**Extracted data:**
= = = = =
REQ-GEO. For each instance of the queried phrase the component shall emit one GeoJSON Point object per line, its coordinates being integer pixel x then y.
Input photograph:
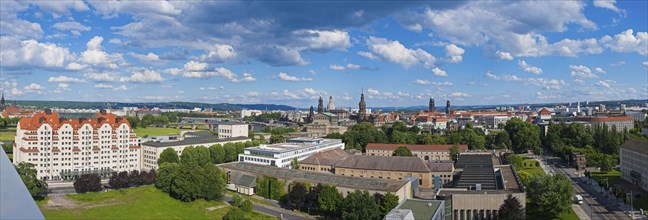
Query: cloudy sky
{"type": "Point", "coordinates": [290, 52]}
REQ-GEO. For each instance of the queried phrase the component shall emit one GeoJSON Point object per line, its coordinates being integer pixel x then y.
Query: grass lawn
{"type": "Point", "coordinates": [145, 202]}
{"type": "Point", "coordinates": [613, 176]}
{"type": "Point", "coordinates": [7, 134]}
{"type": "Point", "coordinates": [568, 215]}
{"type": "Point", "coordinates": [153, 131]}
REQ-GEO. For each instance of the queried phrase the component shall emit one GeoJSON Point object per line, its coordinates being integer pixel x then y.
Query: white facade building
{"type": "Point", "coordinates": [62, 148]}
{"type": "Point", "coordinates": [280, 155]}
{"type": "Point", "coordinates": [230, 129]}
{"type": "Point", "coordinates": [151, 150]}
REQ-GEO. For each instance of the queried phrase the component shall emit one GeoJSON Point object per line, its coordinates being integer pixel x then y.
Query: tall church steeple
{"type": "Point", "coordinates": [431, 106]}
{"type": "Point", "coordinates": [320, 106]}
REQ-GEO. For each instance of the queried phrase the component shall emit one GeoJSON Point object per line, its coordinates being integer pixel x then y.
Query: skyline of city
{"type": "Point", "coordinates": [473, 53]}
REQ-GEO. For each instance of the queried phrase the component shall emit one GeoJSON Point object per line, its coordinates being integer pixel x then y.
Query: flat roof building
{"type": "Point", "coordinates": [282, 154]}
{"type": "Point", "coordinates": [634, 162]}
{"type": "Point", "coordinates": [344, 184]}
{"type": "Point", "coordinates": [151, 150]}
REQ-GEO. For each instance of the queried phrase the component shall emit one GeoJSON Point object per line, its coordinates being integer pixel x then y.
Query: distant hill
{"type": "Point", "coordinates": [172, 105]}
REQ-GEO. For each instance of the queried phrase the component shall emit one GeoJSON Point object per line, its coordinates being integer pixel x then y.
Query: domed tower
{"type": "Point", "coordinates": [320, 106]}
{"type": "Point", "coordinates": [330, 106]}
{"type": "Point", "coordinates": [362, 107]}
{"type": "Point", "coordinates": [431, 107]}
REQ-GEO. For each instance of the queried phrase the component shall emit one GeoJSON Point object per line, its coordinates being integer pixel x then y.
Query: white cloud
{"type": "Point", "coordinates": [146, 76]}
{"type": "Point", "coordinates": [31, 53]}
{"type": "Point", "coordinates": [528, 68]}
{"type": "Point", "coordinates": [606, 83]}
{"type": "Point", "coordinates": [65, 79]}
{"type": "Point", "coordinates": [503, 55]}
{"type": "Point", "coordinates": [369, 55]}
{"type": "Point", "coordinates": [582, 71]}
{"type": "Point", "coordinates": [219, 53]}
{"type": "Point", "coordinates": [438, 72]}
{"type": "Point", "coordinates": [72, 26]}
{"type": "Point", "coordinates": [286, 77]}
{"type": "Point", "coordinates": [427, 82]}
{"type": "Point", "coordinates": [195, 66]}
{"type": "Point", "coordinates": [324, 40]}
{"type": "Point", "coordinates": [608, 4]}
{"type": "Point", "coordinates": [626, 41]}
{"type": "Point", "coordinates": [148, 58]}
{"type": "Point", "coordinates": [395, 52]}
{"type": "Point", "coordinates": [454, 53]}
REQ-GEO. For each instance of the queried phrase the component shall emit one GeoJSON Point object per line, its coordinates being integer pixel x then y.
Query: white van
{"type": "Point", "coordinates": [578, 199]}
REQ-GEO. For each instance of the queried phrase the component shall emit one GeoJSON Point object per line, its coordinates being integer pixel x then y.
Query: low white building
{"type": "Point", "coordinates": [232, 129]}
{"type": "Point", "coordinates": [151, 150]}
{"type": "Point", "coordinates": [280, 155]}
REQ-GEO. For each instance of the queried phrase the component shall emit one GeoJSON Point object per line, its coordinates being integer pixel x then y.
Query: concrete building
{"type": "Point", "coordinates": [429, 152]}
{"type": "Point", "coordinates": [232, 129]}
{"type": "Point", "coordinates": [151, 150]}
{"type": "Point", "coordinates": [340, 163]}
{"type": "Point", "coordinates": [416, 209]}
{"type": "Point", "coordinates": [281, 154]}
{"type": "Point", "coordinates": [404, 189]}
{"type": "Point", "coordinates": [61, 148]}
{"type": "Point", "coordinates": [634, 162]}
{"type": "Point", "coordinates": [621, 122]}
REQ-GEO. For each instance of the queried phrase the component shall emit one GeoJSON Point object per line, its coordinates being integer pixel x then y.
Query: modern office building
= = = = =
**The task:**
For this exercise, please copy exactly the lines from the one holding "Query: low white building" through the end of the records, the first and last included.

**Response to the task:**
Query: low white building
{"type": "Point", "coordinates": [232, 129]}
{"type": "Point", "coordinates": [151, 150]}
{"type": "Point", "coordinates": [280, 155]}
REQ-GEO. For each instance of the queried phrase the component shall emit one GeoJSON Point object per line, its coordinates being integer pixel x then y.
Query: concrete building
{"type": "Point", "coordinates": [429, 152]}
{"type": "Point", "coordinates": [232, 129]}
{"type": "Point", "coordinates": [151, 150]}
{"type": "Point", "coordinates": [340, 163]}
{"type": "Point", "coordinates": [416, 209]}
{"type": "Point", "coordinates": [281, 154]}
{"type": "Point", "coordinates": [404, 189]}
{"type": "Point", "coordinates": [61, 148]}
{"type": "Point", "coordinates": [634, 162]}
{"type": "Point", "coordinates": [621, 122]}
REQ-GEO. For each instance of the queried phrase the component shall emit one GeoJSON Point object per line, its coordinates being integer pixel x then y.
Query: modern office building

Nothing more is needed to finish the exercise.